Written request A => In the exchange about IETF antitrust policy, write out the part from "IETF person' : The IETF is notorious" to "judge I know." word for word.
Written request B => According to the exchange about IETF antitrust policy, what does the IETF provide to people in leadership positions?
Written request C => Say whether each statement agrees with the exchange about IETF antitrust policy, giving yes or no and quoting the words that decide it: (i) The IETF says it has sanctioned someone for violating its policy. (ii) The mailing lists have ways to remove people who do not follow the rules. (iii) The Chairs could force a person to leave the room.

Given passage =>
--

IETF Person' : We have a clear policy and steps to make sure that
every participant sees and reads that policy. We also
provide training to those in leadership positions, such as working
Group Chairs and higher level chairs.


>
> Lawyer: Have you ever sanctioned anyone for violating it?
>
> IETF: No.

IETF person' : The IETF is largely self enforcing. There is not
generally any centralized recording of
 minor, self correcting, violations of the IETF's norms of behavior, but
I am personally have heard from people who complained about behavior that would
be problematic from an anti-trust standpoint, and forced that behavior to stop.

>
> Lawyer: What would happen if I started talking about price fixing at a
> meeting?
>
> IETF: I hope someone would tell you to stop.


IETF person' : Based on our chair training, the Chairs should
immediately tell them to stop. Based on my experience,
various people in the audience would complain to the Chairs if for
some reason they didn't pick up on it first.

>
> Lawyer: What would happen if I didn't?
>
> IETF: Probably nothing.

IETF person' : The IETF is notorious for the strength of its
self-policing. Trust me, you don't want to get a line of IETFer's
waiting to blast you at the microphone. Of course, the Chairs could
and would tell you to sit down or even force you to leave the room or
terminate the session outright, depending on how persistent and
disruptive you were. On the mailing lists, there are similarly
mechanisms to remove people who do not follow the rules, and those
mechanisms are used from time to time.

>
> This would not impress any judge I know.

--

Entries supplied =>
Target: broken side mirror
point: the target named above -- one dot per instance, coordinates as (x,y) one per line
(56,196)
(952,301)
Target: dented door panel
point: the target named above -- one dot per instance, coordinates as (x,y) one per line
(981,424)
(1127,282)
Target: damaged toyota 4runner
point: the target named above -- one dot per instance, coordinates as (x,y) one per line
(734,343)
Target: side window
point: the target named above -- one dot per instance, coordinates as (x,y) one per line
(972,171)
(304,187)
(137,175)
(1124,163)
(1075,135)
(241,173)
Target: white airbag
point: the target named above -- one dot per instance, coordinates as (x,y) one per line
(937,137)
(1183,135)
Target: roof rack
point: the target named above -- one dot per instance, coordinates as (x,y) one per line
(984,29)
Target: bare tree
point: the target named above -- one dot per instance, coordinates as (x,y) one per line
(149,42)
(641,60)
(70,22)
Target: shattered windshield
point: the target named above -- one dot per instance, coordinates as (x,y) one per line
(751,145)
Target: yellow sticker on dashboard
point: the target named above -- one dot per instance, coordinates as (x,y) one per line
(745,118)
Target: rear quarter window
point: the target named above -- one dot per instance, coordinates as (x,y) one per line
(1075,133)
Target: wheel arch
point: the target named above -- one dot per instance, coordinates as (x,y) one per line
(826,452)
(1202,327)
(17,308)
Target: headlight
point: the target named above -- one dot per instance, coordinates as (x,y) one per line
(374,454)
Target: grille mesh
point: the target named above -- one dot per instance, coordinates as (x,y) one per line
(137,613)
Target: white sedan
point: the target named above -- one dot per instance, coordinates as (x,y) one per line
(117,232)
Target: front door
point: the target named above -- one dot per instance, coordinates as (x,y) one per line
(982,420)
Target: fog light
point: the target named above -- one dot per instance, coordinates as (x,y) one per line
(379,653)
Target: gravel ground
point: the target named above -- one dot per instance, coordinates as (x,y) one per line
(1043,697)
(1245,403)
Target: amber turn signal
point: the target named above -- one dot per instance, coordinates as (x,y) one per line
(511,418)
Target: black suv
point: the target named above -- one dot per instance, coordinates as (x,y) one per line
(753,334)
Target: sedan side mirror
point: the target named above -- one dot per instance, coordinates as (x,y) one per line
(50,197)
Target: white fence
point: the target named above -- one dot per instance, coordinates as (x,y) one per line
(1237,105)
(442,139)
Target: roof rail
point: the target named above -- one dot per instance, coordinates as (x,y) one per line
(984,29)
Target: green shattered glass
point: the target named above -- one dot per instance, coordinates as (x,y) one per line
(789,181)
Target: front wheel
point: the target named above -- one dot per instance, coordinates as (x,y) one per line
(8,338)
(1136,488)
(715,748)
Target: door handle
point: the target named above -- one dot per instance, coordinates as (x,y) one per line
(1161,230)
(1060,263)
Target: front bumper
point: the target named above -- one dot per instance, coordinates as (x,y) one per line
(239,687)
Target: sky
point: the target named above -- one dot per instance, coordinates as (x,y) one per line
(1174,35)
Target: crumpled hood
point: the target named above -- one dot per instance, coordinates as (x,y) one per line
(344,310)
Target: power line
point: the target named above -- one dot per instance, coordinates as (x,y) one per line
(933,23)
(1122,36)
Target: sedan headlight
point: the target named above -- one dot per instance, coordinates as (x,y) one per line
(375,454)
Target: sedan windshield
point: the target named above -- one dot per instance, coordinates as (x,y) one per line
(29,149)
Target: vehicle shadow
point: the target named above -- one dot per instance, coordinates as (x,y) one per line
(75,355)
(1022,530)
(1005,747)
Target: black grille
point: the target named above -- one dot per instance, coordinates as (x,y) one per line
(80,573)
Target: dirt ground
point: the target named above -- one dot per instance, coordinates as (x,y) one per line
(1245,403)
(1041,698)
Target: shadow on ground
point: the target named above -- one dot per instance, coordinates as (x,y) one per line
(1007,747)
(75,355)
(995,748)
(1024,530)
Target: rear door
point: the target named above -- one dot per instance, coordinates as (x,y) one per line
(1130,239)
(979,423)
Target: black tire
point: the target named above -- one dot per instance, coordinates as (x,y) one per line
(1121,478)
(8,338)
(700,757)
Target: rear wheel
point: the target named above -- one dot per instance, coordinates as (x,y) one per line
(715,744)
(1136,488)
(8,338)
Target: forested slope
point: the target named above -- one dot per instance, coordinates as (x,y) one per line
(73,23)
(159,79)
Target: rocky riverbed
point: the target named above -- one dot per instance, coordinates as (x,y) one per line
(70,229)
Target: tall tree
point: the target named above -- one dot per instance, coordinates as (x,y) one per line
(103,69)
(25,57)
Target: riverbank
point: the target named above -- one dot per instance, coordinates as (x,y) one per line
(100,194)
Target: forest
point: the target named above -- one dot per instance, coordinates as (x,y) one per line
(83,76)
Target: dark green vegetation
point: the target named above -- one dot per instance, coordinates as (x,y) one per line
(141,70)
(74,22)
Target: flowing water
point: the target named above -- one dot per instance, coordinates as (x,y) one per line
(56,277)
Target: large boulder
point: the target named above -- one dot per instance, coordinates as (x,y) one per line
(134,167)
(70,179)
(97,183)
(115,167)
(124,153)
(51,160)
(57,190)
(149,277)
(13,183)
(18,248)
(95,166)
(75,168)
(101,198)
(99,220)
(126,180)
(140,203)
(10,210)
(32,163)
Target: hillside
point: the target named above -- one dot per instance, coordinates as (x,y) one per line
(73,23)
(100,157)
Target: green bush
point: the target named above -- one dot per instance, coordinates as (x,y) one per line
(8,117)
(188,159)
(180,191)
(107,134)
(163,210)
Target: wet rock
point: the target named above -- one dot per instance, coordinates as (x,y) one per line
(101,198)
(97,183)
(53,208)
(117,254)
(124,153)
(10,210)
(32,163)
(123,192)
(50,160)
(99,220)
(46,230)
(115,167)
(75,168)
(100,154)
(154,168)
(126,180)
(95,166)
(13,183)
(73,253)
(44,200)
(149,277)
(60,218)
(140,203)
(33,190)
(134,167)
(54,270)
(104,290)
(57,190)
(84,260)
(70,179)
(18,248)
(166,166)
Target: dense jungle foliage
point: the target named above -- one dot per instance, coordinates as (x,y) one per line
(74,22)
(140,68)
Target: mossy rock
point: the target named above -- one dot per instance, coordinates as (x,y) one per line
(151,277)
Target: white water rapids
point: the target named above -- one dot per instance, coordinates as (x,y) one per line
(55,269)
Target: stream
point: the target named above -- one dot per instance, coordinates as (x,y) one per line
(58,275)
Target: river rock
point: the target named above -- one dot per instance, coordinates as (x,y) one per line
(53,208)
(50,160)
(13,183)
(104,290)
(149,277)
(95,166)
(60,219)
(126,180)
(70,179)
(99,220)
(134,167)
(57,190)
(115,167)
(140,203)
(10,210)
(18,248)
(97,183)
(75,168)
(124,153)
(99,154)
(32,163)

--

Result A =>
IETF person' : The IETF is notorious for the strength of its
self-policing. Trust me, you don't want to get a line of IETFer's
waiting to blast you at the microphone. Of course, the Chairs could
and would tell you to sit down or even force you to leave the room or
terminate the session outright, depending on how persistent and
disruptive you were. On the mailing lists, there are similarly
mechanisms to remove people who do not follow the rules, and those
mechanisms are used from time to time.

>
> This would not impress any judge I know.

Result B => Training, for people such as working Group Chairs and higher level chairs.

Result C =>
(i) No: "IETF: No."
(ii) Yes: "On the mailing lists, there are similarly mechanisms to remove people who do not follow the rules"
(iii) Yes: "force you to leave the room"